The input START

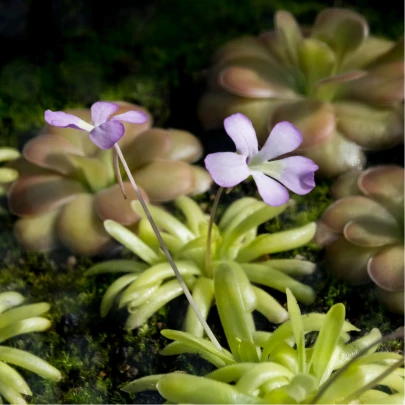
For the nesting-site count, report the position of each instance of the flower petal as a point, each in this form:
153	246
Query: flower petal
283	138
241	131
295	172
39	194
134	117
110	204
272	192
101	111
107	134
63	120
80	229
227	168
386	268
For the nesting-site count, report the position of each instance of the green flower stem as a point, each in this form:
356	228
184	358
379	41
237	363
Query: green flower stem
279	281
187	293
10	299
269	307
142	384
135	297
188	389
203	294
12	396
113	290
10	377
163	220
192	212
131	241
161	297
35	324
161	271
260	374
277	242
24	312
208	259
21	358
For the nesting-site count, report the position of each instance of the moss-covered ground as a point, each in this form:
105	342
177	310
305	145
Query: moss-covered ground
154	53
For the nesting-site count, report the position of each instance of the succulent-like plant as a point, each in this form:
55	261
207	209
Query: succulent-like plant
16	320
364	231
7	174
280	367
339	86
67	185
151	284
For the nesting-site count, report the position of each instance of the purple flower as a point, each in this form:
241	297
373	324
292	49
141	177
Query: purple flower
229	169
105	131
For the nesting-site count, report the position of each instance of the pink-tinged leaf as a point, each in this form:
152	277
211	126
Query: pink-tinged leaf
386	268
165	180
64	120
49	151
314	119
272	192
336	156
184	146
348	261
107	134
295	172
241	131
101	111
384	183
80	229
38	233
149	145
134	117
371	232
349	208
110	204
371	127
283	138
227	168
254	83
39	194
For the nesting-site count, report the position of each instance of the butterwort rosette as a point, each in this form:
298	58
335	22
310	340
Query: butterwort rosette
67	186
271	176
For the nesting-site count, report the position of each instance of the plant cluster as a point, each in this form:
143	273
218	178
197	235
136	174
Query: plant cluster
283	367
363	231
16	320
341	87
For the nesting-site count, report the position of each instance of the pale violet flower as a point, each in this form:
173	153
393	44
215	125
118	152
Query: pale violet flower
105	131
229	169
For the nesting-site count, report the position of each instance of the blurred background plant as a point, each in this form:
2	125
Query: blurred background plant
7	175
151	284
341	87
363	231
16	320
67	186
296	363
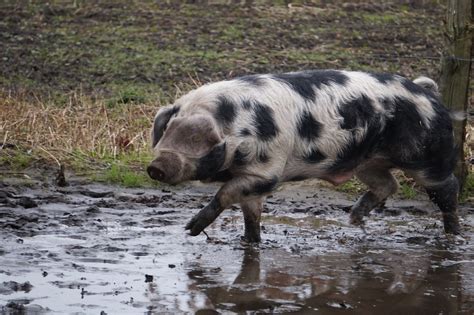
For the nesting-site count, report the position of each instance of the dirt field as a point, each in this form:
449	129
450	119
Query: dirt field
98	70
90	248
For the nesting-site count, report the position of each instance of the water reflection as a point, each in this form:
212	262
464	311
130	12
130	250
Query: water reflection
370	281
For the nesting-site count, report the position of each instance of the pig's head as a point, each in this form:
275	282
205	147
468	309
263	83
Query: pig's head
185	147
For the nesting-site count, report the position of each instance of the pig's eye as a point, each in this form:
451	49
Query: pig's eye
196	138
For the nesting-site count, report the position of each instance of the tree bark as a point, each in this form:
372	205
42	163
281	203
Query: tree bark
455	73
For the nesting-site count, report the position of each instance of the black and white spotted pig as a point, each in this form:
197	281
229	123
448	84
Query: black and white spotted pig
257	131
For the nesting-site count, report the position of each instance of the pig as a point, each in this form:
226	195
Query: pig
257	131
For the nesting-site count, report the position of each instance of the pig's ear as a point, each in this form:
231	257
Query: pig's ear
161	120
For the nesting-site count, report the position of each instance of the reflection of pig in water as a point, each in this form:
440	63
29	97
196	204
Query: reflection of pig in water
257	131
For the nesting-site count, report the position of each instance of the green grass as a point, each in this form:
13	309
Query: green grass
127	177
468	190
16	160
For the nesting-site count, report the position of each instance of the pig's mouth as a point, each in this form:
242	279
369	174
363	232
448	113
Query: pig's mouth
172	167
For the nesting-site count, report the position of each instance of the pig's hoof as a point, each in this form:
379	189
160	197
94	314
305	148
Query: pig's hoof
357	220
451	224
196	225
246	240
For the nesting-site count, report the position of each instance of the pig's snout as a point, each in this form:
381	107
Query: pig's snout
155	172
166	168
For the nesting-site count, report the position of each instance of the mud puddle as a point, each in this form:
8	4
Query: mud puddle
93	249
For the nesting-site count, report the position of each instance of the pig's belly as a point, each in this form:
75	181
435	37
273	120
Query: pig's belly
295	171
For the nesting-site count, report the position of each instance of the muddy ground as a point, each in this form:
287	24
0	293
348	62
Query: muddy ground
96	249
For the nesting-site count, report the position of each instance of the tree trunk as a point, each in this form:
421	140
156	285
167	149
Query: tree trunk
455	73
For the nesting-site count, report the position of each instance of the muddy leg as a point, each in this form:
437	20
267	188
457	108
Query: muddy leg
381	184
237	190
445	196
252	210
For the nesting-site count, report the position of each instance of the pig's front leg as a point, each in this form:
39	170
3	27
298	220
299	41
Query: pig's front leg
237	190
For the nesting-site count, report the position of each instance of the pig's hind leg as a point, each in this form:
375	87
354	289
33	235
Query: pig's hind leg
381	184
252	210
445	195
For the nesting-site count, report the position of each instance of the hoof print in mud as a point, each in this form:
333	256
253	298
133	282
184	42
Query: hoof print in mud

The input END

**What you have to do:**
The answer to this exercise is one number: how many lines of the records above contain the string "print".

**Response:**
2